Your task:
Collect each line in the material below that contains the word "white", and copy those lines in full. Case counts.
________
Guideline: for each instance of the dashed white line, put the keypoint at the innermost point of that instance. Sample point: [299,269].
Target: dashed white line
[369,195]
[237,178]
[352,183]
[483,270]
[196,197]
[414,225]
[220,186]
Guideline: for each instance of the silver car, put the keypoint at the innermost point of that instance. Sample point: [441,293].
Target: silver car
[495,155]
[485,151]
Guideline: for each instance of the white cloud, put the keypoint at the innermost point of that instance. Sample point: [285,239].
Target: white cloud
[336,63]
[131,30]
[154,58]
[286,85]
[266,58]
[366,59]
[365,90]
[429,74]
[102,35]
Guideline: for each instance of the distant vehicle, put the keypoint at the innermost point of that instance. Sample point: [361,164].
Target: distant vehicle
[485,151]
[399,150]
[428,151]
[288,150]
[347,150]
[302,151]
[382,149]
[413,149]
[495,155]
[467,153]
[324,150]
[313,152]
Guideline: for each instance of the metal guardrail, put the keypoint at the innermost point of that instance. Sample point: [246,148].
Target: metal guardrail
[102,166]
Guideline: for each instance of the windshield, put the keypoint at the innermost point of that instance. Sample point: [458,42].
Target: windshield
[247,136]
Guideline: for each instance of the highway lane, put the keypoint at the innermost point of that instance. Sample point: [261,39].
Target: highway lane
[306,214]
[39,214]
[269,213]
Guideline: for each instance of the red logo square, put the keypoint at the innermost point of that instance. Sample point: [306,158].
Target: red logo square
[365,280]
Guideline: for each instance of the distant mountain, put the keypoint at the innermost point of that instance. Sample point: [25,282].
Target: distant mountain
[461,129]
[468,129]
________
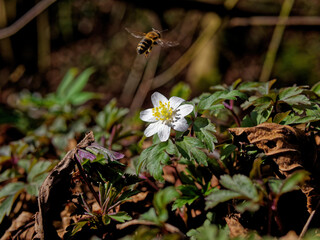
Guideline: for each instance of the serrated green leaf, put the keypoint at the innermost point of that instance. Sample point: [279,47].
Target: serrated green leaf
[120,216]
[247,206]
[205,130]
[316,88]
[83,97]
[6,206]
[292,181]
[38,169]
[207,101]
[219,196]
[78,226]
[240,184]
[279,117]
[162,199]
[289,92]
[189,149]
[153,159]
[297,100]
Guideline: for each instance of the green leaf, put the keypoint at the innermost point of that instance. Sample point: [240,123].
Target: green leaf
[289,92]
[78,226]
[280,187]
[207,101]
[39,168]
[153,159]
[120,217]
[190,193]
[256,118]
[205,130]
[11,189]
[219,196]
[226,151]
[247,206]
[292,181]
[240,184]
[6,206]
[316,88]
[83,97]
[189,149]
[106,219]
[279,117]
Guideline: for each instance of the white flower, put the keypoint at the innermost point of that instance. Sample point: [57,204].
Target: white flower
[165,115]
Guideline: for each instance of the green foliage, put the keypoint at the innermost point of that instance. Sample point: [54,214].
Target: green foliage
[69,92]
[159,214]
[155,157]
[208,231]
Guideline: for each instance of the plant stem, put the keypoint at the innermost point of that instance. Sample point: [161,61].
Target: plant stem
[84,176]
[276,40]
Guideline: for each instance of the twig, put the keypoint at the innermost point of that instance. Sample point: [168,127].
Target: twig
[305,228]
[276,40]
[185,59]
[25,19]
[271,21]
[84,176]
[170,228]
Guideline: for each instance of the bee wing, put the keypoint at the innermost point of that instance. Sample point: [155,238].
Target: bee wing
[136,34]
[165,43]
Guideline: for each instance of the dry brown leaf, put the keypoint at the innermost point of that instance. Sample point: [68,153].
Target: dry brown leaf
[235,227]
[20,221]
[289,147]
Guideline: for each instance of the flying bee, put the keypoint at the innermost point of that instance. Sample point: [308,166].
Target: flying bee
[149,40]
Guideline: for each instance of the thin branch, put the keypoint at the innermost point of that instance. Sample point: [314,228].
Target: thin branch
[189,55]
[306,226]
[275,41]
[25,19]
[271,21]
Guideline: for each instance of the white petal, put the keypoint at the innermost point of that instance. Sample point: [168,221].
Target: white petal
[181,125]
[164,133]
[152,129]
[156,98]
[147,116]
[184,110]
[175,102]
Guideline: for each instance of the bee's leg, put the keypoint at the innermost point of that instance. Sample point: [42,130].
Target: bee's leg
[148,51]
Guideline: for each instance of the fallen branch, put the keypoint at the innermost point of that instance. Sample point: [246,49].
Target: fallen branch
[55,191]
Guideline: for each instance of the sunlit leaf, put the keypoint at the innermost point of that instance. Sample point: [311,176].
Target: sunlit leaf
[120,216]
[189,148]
________
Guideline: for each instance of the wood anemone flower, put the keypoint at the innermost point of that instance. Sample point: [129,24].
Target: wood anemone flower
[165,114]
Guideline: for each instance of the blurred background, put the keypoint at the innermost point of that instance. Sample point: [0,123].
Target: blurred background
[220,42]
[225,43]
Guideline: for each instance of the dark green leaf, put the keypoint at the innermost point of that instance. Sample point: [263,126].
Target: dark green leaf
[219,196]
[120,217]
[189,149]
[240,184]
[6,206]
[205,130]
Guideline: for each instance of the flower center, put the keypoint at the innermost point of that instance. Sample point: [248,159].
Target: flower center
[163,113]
________
Exercise result:
Guideline: for each instance of the dashed white line, put the keypoint at the innermost point of that instance. Sample point: [299,269].
Target: dashed white line
Guideline: for each instance of the white cloud, put the keypoint at the innermost point of that instance. Sample point: [285,239].
Target: white cloud
Guideline: for each instance of the white flower, put the keypoint at the innermost point of that instance. Sample point: [57,204].
Target: white flower
Guideline: for each instance of the white petal, put the keypoint at the innermost point of that instance. Sample point: [168,221].
Target: white petal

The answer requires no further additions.